• **Exercise 1**
In the passage on citation styles, what does each IEEE reference start with?

An electronic source like a website or e-journal may require a URL or DOI to be added to the end of the reference as seen above.

Just like the ACM style of citation, it’s important to ensure that all the sources cited are sorted alphabetically and clearly separated from the other content of the paper using a clear heading.

The in-text citation for the bibliography citation we just showed you will look like this:

Presence of a strong immunization service prior to integration is considered as one of the two characteristics of success (Wallace et al., 2009).

In papers that have numerous authors, only the first author’s surname is included with the rest being added under the ‘et al.’ descriptor. The full citation will have the complete list of authors included as shown above which is then added to the reference list.

It's important to bear in mind there is no rearrangement of author names needed - the first name listed on the journal article tself is always the first added to the citation.

Check out these APA style resources

🌐 Official APA style guidelines

🗂 APA style guide

📝 APA citation generator

#3 The IEEE citation style

The IEEE citation style

Next, there is the IEEE citation style, also sometimes used in the computer science field when citing different sources and literature. Mainly targeted at engineering, computer science, and information technology, the IEEE method of citation has a few essential steps you need to gain an understanding of.

Let’s start by talking about the bibliographic citation first. Take a closer look at the example we’ve added below:

[9] I. Bashir, Mastering Blockchain: Distributed ledger technology, decentralization, and smart contracts explained, 2nd Edition, 2nd ed. Birmingham, England: Packt Publishing, 2018.

The first notable difference between IEEE and author-date in-text referencing styles is the fact that each reference will start with a number in square brackets. This number corresponds directly to the order in which the references appear in the paper being submitted, similar to the ACM method of citation.

It’s essential for students to remember that IEEE makes use of square brackets when adding parenthetical citations.

Due to the numbering system used in the IEEE method of citation, there is no need to add the author’s name or the publishing date in-text. Instead, a corresponding number is given for the in-text citation which connects to the reference list. Take a look at this example of an in-text citation from a book:

Blockchain is an emerging technology holding significant promise [9].

The benefit of the IEEE citation style is that it allows the writer to skip out on the bulky in-text citations that can come with other citation methods. At the same time, it can be a potential pitfall. This method requires careful proofreading and editing to ensure that all the numbers match up to the correct citation in the reference list.

Check out these IEEE style resources

🌐 Official IEEE style guidelines

🗂 IEEE style guide

📝 IEEE citation generator

#4 The Chicago citation style

The Chicago citation style

The Chicago citation style is another method used when referencing within the computer science field. In the 17th edition, there are two distinct styles of referencing: notes and bibliography, and author-date. We'll be focussing on author-date in this guide.

The formatting used in a Chicago in-text citation will briefly describe the source used by adding the author's last name and date of publication. This shorter in-text citation then corresponds to a separate full citation added to the 'References' section.

In Chicago, your in-text citation will look like this:

Artificial intelligence will soon be an internal part of our digital lives (Chassignol et al. 2018).

You can see like many other citation styles, the in-text citation in Chicago will appear in parentheses and feature the author's last name and the date of publication.

[Excerpts from point annotation data]
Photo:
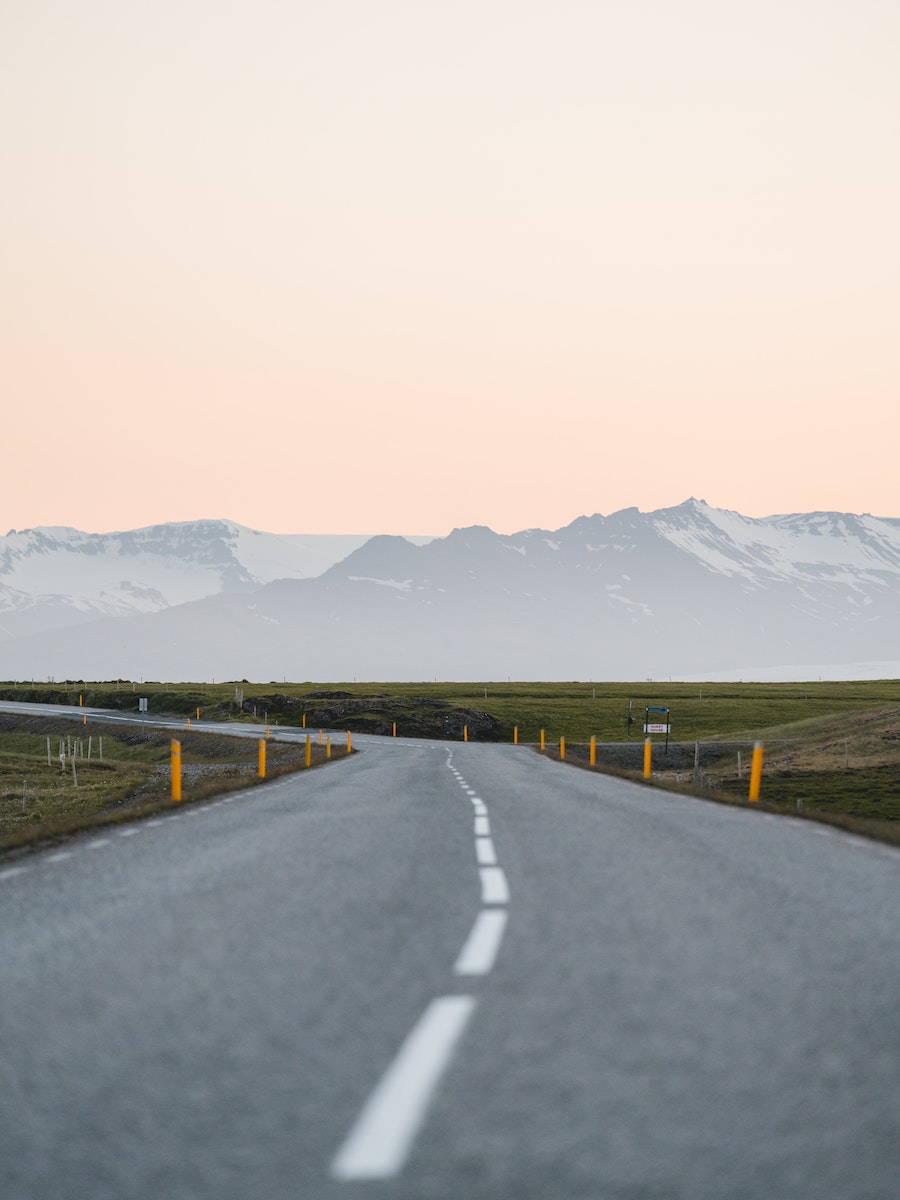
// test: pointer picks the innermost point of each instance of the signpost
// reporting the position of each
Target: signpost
(657, 726)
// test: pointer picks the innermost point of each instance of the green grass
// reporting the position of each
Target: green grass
(41, 802)
(577, 711)
(832, 749)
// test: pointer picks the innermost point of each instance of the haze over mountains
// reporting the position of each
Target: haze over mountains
(683, 592)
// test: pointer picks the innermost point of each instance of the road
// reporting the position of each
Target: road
(439, 971)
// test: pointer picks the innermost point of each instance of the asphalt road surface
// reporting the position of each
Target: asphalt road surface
(441, 971)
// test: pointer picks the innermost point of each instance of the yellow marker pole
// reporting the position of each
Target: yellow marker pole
(175, 748)
(756, 772)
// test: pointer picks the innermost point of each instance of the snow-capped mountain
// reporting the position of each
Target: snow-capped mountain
(679, 592)
(55, 576)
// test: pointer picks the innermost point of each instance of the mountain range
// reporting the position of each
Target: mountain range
(685, 592)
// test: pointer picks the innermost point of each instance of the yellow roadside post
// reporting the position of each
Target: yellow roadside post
(175, 748)
(756, 772)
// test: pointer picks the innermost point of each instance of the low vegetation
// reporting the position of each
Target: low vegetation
(58, 777)
(832, 749)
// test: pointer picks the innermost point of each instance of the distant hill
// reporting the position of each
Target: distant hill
(688, 591)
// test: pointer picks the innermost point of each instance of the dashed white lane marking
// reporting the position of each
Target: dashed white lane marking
(495, 888)
(479, 953)
(485, 852)
(378, 1145)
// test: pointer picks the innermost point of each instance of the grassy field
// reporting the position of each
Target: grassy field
(109, 775)
(832, 749)
(579, 711)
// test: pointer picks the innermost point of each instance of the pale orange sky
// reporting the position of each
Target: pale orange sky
(390, 267)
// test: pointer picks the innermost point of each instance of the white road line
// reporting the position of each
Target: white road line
(495, 888)
(479, 953)
(485, 852)
(378, 1145)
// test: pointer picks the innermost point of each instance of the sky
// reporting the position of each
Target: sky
(400, 265)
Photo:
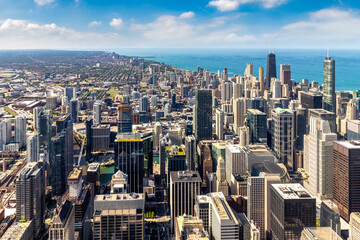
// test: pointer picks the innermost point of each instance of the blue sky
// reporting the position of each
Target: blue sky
(109, 24)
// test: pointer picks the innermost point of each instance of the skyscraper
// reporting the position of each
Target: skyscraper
(33, 148)
(203, 115)
(346, 181)
(270, 69)
(74, 110)
(97, 112)
(70, 93)
(30, 195)
(20, 130)
(220, 118)
(329, 98)
(184, 187)
(292, 209)
(283, 136)
(124, 118)
(129, 158)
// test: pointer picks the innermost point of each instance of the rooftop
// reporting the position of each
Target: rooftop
(292, 191)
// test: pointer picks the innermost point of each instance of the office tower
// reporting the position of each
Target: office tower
(319, 233)
(257, 123)
(202, 210)
(223, 221)
(33, 148)
(283, 136)
(70, 93)
(351, 113)
(129, 158)
(354, 232)
(51, 102)
(97, 112)
(301, 126)
(330, 216)
(277, 90)
(226, 91)
(220, 117)
(64, 101)
(5, 133)
(261, 80)
(30, 196)
(270, 69)
(188, 227)
(292, 209)
(239, 113)
(285, 74)
(329, 103)
(119, 183)
(234, 164)
(190, 149)
(61, 154)
(311, 100)
(203, 115)
(318, 158)
(119, 216)
(74, 110)
(124, 118)
(346, 183)
(225, 74)
(221, 183)
(249, 71)
(62, 227)
(144, 104)
(20, 131)
(184, 187)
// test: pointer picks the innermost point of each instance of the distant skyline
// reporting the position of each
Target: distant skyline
(109, 24)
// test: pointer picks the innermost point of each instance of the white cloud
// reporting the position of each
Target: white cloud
(43, 2)
(187, 15)
(22, 34)
(231, 5)
(95, 23)
(117, 23)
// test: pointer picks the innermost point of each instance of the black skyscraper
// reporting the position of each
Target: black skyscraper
(270, 69)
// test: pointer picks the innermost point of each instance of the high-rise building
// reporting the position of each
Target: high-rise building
(61, 154)
(292, 209)
(354, 232)
(70, 93)
(318, 157)
(346, 181)
(257, 123)
(20, 130)
(203, 115)
(33, 148)
(74, 110)
(261, 80)
(190, 149)
(270, 69)
(329, 99)
(97, 112)
(223, 221)
(283, 136)
(5, 133)
(285, 74)
(184, 187)
(124, 118)
(30, 196)
(221, 183)
(220, 118)
(129, 158)
(119, 216)
(62, 226)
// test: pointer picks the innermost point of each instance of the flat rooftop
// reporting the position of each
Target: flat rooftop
(292, 191)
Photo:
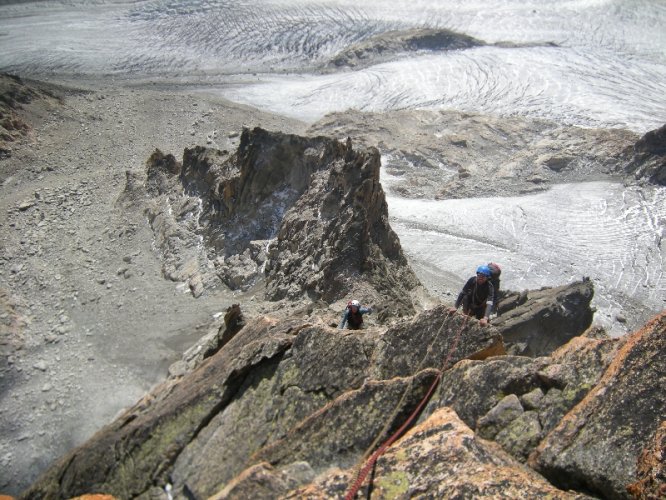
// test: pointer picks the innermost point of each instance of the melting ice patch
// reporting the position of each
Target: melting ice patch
(606, 231)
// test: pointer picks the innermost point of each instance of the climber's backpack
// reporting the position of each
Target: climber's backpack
(495, 270)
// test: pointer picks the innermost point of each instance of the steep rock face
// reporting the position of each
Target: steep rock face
(516, 400)
(282, 391)
(441, 458)
(391, 44)
(307, 215)
(551, 317)
(649, 157)
(597, 445)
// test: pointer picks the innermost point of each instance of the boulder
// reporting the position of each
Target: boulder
(516, 400)
(305, 216)
(392, 44)
(651, 469)
(543, 320)
(648, 157)
(597, 445)
(440, 458)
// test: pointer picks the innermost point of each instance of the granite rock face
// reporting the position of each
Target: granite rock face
(648, 157)
(598, 444)
(551, 318)
(302, 216)
(289, 408)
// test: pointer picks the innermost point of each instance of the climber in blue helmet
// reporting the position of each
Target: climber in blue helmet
(353, 315)
(477, 296)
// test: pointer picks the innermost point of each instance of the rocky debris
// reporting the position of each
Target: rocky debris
(14, 95)
(523, 323)
(392, 44)
(597, 445)
(307, 215)
(315, 394)
(517, 400)
(648, 159)
(293, 378)
(440, 458)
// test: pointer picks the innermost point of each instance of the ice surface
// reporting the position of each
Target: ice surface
(608, 232)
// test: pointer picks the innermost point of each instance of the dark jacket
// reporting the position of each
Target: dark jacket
(354, 320)
(478, 295)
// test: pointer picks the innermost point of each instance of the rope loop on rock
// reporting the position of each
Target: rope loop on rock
(363, 473)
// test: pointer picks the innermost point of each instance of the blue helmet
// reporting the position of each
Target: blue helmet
(485, 270)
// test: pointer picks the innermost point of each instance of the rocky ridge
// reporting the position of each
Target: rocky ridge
(301, 380)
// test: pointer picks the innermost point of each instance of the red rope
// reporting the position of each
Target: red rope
(380, 451)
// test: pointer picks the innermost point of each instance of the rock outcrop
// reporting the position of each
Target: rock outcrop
(283, 391)
(392, 44)
(290, 408)
(306, 217)
(14, 95)
(648, 157)
(550, 319)
(597, 445)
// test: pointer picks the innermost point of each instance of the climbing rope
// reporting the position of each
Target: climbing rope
(363, 473)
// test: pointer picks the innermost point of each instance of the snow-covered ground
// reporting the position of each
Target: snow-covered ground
(608, 232)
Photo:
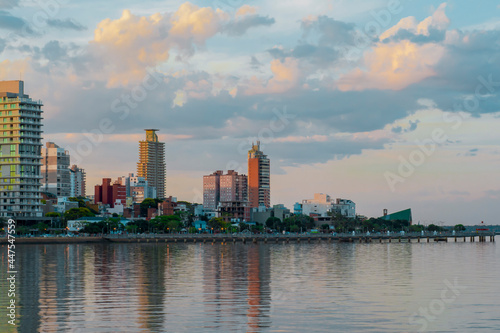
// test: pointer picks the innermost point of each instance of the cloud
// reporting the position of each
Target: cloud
(393, 66)
(286, 75)
(240, 25)
(68, 24)
(9, 70)
(125, 47)
(13, 23)
(246, 10)
(3, 44)
(8, 4)
(329, 31)
(430, 29)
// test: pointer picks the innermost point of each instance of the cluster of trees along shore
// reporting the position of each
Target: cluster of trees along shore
(183, 221)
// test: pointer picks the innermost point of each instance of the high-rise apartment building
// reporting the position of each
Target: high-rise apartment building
(78, 181)
(55, 170)
(211, 191)
(137, 188)
(218, 187)
(20, 152)
(151, 165)
(259, 186)
(109, 194)
(233, 187)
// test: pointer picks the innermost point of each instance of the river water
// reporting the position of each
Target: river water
(317, 287)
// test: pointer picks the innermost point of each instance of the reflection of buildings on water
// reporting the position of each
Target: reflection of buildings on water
(151, 287)
(236, 286)
(259, 291)
(44, 279)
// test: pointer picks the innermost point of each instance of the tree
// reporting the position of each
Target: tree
(216, 223)
(81, 203)
(167, 223)
(303, 222)
(433, 227)
(22, 230)
(148, 203)
(274, 223)
(325, 227)
(42, 227)
(75, 213)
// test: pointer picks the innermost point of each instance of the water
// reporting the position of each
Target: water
(317, 287)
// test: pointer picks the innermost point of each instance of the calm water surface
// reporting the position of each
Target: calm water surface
(317, 287)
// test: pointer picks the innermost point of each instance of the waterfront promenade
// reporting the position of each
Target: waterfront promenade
(484, 236)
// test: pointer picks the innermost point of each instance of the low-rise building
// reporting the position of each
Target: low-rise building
(80, 223)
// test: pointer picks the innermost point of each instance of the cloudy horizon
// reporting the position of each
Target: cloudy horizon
(392, 104)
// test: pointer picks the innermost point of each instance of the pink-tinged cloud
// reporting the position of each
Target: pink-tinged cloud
(438, 21)
(11, 69)
(246, 10)
(128, 45)
(396, 65)
(312, 138)
(393, 66)
(286, 76)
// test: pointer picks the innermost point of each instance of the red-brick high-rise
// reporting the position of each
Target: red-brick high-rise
(259, 186)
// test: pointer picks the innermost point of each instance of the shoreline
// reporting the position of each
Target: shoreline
(261, 238)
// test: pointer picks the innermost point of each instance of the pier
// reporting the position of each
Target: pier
(470, 237)
(306, 238)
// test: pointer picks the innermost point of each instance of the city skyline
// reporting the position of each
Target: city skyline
(404, 118)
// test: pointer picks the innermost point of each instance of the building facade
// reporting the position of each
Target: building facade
(137, 188)
(211, 191)
(151, 165)
(259, 180)
(322, 205)
(219, 187)
(110, 194)
(55, 170)
(78, 181)
(20, 153)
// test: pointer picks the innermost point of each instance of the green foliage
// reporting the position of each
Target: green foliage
(217, 223)
(416, 228)
(167, 223)
(148, 203)
(303, 222)
(75, 213)
(81, 202)
(274, 223)
(42, 227)
(22, 230)
(433, 227)
(138, 226)
(106, 226)
(325, 227)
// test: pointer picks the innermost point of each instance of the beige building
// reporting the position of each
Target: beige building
(151, 165)
(55, 170)
(78, 180)
(20, 152)
(259, 178)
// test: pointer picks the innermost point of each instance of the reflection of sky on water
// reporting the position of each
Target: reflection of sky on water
(251, 287)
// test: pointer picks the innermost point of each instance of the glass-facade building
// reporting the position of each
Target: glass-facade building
(20, 152)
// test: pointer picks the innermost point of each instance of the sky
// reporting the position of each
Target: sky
(392, 104)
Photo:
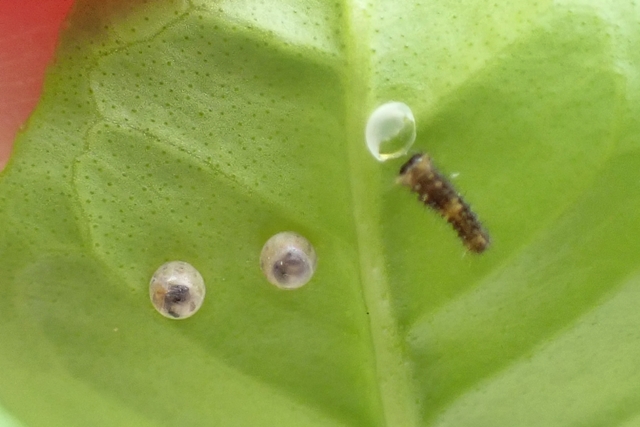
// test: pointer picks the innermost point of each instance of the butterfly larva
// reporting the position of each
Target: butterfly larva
(435, 191)
(288, 260)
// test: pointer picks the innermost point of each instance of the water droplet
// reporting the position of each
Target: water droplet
(390, 131)
(177, 290)
(288, 260)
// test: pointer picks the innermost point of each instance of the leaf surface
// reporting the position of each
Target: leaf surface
(195, 131)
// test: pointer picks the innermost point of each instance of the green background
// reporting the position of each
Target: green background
(196, 130)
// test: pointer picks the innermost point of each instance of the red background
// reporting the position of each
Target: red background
(28, 36)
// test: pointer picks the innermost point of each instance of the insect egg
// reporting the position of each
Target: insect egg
(177, 290)
(288, 260)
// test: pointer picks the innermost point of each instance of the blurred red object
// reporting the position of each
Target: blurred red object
(28, 36)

• **Exercise 2**
Offset every coordinate in the answers by -53, then write the records out again with the requests included. Cover only the stretch from the line containing "the red background" through the end of the records.

• **Answer 1**
Each IEEE reference starts with a number in square brackets.

• **Answer 2**
// test: pointer picks the innermost point of each instance of the red background
// reporting the position of each
Target: red background
(-25, -17)
// test: pointer picks the innermost point of each instance of the insect egg
// reporting the position of each
Target: insect egg
(124, 237)
(235, 207)
// test: pointer picks the innermost point of each instance of the blurred red object
// reporting the position of each
Target: blurred red object
(-25, -17)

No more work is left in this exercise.